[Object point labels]
§

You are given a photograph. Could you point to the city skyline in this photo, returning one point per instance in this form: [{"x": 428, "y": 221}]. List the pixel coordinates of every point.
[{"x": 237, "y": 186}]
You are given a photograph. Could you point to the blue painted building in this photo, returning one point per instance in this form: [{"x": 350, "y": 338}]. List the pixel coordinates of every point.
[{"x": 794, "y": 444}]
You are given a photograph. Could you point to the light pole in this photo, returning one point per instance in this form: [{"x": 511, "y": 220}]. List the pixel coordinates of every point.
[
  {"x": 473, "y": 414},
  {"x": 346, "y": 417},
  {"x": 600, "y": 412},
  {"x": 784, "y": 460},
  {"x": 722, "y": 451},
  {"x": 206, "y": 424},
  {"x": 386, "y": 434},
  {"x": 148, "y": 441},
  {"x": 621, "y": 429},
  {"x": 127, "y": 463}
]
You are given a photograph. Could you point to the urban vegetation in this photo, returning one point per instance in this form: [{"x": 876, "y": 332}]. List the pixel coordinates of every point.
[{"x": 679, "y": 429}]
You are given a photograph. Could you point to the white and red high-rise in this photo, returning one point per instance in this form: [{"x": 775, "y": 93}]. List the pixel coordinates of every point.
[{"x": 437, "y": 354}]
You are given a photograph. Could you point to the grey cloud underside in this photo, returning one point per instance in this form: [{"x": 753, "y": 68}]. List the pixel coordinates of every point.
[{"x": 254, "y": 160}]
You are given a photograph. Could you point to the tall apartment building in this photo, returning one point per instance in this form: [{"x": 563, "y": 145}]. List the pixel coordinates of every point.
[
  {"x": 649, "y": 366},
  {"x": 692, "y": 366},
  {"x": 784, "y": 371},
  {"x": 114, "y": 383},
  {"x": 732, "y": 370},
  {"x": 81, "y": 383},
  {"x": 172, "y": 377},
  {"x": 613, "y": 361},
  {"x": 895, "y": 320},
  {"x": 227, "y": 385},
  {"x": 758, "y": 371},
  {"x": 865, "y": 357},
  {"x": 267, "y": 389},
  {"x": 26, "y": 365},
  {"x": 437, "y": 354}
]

§

Rewrite the records in full, switching each "pixel coordinates" to "exact coordinates" and leaving everything else unchanged.

Written response
You are given a photograph. Could you point to the city skyline in this photo, returning one point per instance in this form: [{"x": 428, "y": 221}]. List the exact coordinates of every point.
[{"x": 237, "y": 186}]
You are given a photograph. Could you point to the blue painted building in this photo, returning one point per instance in this form: [{"x": 350, "y": 338}]. List the exact coordinates of every point.
[{"x": 794, "y": 444}]
You are given a photograph. Could you point to the light pole in this photo, returning one point per instance in this form: [{"x": 511, "y": 220}]. List the exact coordinates of every point.
[
  {"x": 473, "y": 414},
  {"x": 346, "y": 417},
  {"x": 600, "y": 412},
  {"x": 784, "y": 460},
  {"x": 722, "y": 451},
  {"x": 206, "y": 424},
  {"x": 386, "y": 434},
  {"x": 148, "y": 441},
  {"x": 621, "y": 429},
  {"x": 127, "y": 463}
]
You are given a photograph. Could you point to the urban vegetation in this photo, returning one point per instance in this form: [{"x": 876, "y": 332}]. List the exact coordinates of every point.
[{"x": 679, "y": 429}]
You are given a photograph. Could you point to the white and red high-rise in this photo, returning one point per instance in this form: [{"x": 775, "y": 93}]. List the exact coordinates of every point.
[{"x": 437, "y": 354}]
You are given a photograph. Could you point to the grey cloud underside in this photo, returning one point per instance in this form: [{"x": 753, "y": 68}]. List the exact coordinates of every point.
[{"x": 254, "y": 160}]
You are given a photograph. Could you point to the tall apartment building in this photo, returning one point per instance in this form: [{"x": 563, "y": 145}]. List the exact coordinates of every point.
[
  {"x": 649, "y": 366},
  {"x": 692, "y": 366},
  {"x": 784, "y": 371},
  {"x": 114, "y": 383},
  {"x": 732, "y": 370},
  {"x": 81, "y": 383},
  {"x": 172, "y": 377},
  {"x": 613, "y": 361},
  {"x": 895, "y": 320},
  {"x": 227, "y": 385},
  {"x": 758, "y": 371},
  {"x": 865, "y": 357},
  {"x": 267, "y": 389},
  {"x": 26, "y": 365},
  {"x": 437, "y": 354}
]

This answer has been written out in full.